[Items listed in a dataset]

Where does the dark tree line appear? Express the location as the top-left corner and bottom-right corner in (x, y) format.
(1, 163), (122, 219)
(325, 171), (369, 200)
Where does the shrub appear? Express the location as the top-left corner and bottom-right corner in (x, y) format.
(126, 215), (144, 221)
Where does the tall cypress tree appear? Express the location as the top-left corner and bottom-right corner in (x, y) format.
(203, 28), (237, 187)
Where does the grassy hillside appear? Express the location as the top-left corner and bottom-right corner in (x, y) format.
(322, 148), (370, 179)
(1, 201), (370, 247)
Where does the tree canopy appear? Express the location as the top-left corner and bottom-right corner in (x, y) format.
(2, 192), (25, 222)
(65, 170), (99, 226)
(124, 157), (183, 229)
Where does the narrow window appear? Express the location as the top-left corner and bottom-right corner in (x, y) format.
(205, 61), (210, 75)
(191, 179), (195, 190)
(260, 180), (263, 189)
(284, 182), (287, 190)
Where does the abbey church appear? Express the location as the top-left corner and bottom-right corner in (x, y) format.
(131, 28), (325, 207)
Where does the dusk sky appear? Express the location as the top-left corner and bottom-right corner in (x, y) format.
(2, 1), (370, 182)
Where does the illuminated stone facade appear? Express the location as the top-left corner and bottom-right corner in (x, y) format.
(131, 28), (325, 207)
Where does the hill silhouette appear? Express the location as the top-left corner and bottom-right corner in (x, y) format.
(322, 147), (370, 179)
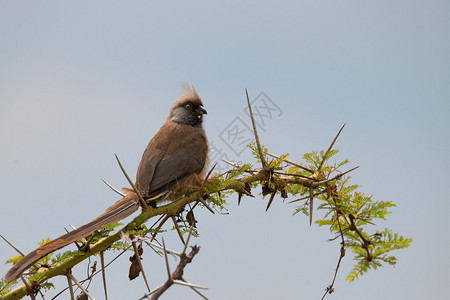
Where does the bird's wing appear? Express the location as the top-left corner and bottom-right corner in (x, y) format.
(135, 122), (208, 197)
(135, 124), (173, 196)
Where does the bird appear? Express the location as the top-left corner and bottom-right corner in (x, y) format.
(5, 86), (209, 282)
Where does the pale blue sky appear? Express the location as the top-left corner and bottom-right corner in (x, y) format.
(1, 1), (449, 299)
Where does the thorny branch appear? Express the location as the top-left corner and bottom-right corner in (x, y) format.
(1, 89), (409, 300)
(349, 214), (372, 261)
(147, 244), (202, 300)
(321, 185), (346, 300)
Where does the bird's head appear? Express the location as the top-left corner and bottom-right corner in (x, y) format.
(168, 86), (207, 126)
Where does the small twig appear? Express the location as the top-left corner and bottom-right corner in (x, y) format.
(115, 154), (148, 209)
(132, 241), (151, 293)
(348, 214), (372, 261)
(65, 271), (96, 300)
(99, 251), (108, 300)
(197, 194), (215, 214)
(276, 166), (358, 190)
(182, 226), (194, 255)
(321, 195), (346, 300)
(101, 178), (125, 197)
(318, 124), (346, 171)
(85, 259), (95, 288)
(143, 240), (181, 257)
(144, 214), (167, 243)
(149, 214), (166, 231)
(288, 191), (325, 204)
(147, 237), (205, 299)
(20, 276), (35, 300)
(171, 216), (185, 245)
(335, 208), (345, 245)
(221, 158), (240, 168)
(267, 152), (313, 173)
(272, 170), (315, 180)
(173, 279), (207, 290)
(239, 186), (254, 198)
(321, 245), (345, 300)
(348, 214), (370, 245)
(150, 215), (170, 242)
(311, 166), (360, 188)
(245, 89), (267, 168)
(195, 164), (217, 214)
(188, 283), (209, 300)
(221, 159), (256, 173)
(162, 238), (172, 280)
(66, 274), (75, 300)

Exercise instructions: Return the records above exactly, without the pictures.

Answer to this exercise:
Where does the dark tree line appear? Express the location as the top-left corner and bottom-right corner in (x, y) format.
(1, 163), (122, 219)
(325, 171), (369, 200)
Where does the shrub appear? Express the location as the top-left corner and bottom-right corner in (x, y) format.
(126, 215), (144, 221)
Where does the tall cypress tree appear? Express the location as the top-left corner and bottom-right corner in (x, y) format.
(203, 28), (237, 187)
Where does the grassy hillside appear? Express the location as the top-left corner and bottom-right corner in (x, y) format.
(322, 148), (370, 179)
(1, 201), (370, 247)
Where does the tree canopy appear? Express the location as the top-left corner and bottom-right corner in (x, y) format.
(2, 192), (25, 222)
(65, 170), (99, 226)
(124, 157), (183, 229)
Where does the narrow window appear? Express the location as the top-left corner and bottom-right corner in (x, y) format.
(205, 61), (210, 75)
(191, 179), (195, 190)
(260, 180), (263, 189)
(284, 182), (287, 190)
Where does the abbey church appear? Express the location as the top-left corner and bottom-right corner in (x, y) format.
(131, 28), (325, 207)
Where does the dusk sky appear? Express the location as the top-left corner and bottom-right corner in (x, y) format.
(2, 1), (370, 182)
Where does the illuminated stone facade appear? Express the location as the top-left corner and bottom-right corner in (x, y) format.
(131, 28), (325, 207)
Where does the hill silhouette appear? Express the location as the top-left corner and bottom-right corner in (x, y) format.
(322, 147), (370, 179)
Where does the bird's wing appear? Express the location as the top-left corner and bottom-right corner in (x, y) format.
(135, 122), (208, 197)
(135, 124), (173, 196)
Where does the bird appear? Express the location as the top-left corner and bottom-right corner in (x, y) format.
(5, 86), (209, 282)
Where does the pale blue sky appear? Express the location as the top-left corner and bottom-right corner in (x, y) format.
(1, 1), (449, 299)
Where does the thorny branch appear? Express the location as the top-left corner and bottom-right corner in (x, y) format.
(1, 89), (409, 300)
(349, 214), (372, 261)
(147, 244), (202, 300)
(321, 185), (346, 300)
Where does the bird's head appear? Express the location as the top-left corner and bottom-right corner in (x, y) format.
(168, 86), (207, 126)
Where does the small twig appear? Express the location as the top-left corner and bottom-right corner in (x, y) format.
(115, 154), (148, 209)
(132, 241), (151, 293)
(348, 214), (372, 261)
(65, 271), (96, 300)
(99, 251), (108, 300)
(197, 194), (215, 214)
(276, 166), (358, 190)
(182, 226), (194, 255)
(321, 195), (346, 300)
(101, 178), (125, 197)
(318, 124), (346, 171)
(85, 259), (95, 288)
(143, 240), (181, 257)
(144, 214), (167, 243)
(149, 214), (166, 231)
(288, 191), (325, 204)
(147, 237), (205, 299)
(20, 276), (35, 300)
(171, 216), (185, 245)
(335, 208), (345, 245)
(221, 158), (240, 168)
(267, 152), (313, 173)
(272, 170), (315, 180)
(173, 279), (207, 290)
(239, 186), (254, 198)
(321, 245), (345, 300)
(348, 214), (370, 245)
(150, 215), (170, 242)
(311, 166), (360, 188)
(245, 89), (267, 168)
(195, 164), (217, 214)
(188, 283), (209, 300)
(221, 159), (256, 173)
(162, 238), (172, 280)
(66, 274), (75, 300)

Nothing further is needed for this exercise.